> _Source passage_
------------------------------------------------------------

In the garden among all the trees were two distinctive trees. One was the tree of life, which they could eat of, as well as the other trees. And the tree of the knowledge of good and evil, which if they did eat of it, they would die.
Let's pause to see the details here. We have God declaring everything He made good, meaning perfect in all that it is meant to do. And man as very good. In biblical terms that is perfectly righteous. We must never lose sight of this, as righteous is the way we are created, what we are created to be, what we lose, what Jesus restores.We could stop right here, and say the gospel in short is, Jesus restores our righteousness that Adam destroyed.
Another thing we see in Eden is God dwelling with Adam and Eve. Right there with them. We see this relationship between God and mankind destroyed after they ate of the forbidden fruit and were cast out of the Garden with no access to the Tree of Life, and away from His personal presence. This too Jesus came to restore and did so. He came to dwell with us as Immanuel---God with us.
So, is that Tree of Life just a tree? Or is it representing life itself? And if it is representing life, what kind of life is it representing? If one tree gives life, and the other brings death, then the Tree of Life gives life without death---eternal life. And who is this life, and who gives it when we get to the NT and find this mystery and many others in the OT, revealed? It is none other than Jesus Himself. (John 14:6; John 3:16; Romans 6:23; John 11:25 etc.) We must partake of Jesus for eternal life.
None of what happened in Gen 3, with the temptation of Eve and the willful disobedience of Adam, came as a surprise to God. If it had, there would be something the eternal all knowing, all seeing, ever present, all powerful, Creator of all things and in whom all things have existence and life, had to learn. And if the Tree of Life represents Jesus, and it does, or He could not say that He was the way, the truth, and the life, then the covenant of redemption did not begin with the disobedience of Adam. It began before creation. And if it began before creation, and Jesus came with the express purpose of restoring man to God, then He also existed before creation.
We see in the curses of Gen 3:14-19 that mankind through Adam, has been completely alienated from God. Mankind has now become a sinner---unrighteous.(1 Cor 15:22)

------------------------------------------------------------

> _Data shown_
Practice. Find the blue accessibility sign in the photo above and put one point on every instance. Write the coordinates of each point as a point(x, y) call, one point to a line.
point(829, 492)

------------------------------------------------------------

> _Problems to solve_
1. In the passage on the Garden of Eden, what two distinctive trees stood in the garden?
2. Retype the stretch of the passage on the Garden of Eden from "Another thing we" through "for eternal life.".

> _Results by task_
1. The tree of life and the tree of the knowledge of good and evil.

2.
Another thing we see in Eden is God dwelling with Adam and Eve. Right there with them. We see this relationship between God and mankind destroyed after they ate of the forbidden fruit and were cast out of the Garden with no access to the Tree of Life, and away from His personal presence. This too Jesus came to restore and did so. He came to dwell with us as Immanuel---God with us.
So, is that Tree of Life just a tree? Or is it representing life itself? And if it is representing life, what kind of life is it representing? If one tree gives life, and the other brings death, then the Tree of Life gives life without death---eternal life. And who is this life, and who gives it when we get to the NT and find this mystery and many others in the OT, revealed? It is none other than Jesus Himself. (John 14:6; John 3:16; Romans 6:23; John 11:25 etc.) We must partake of Jesus for eternal life.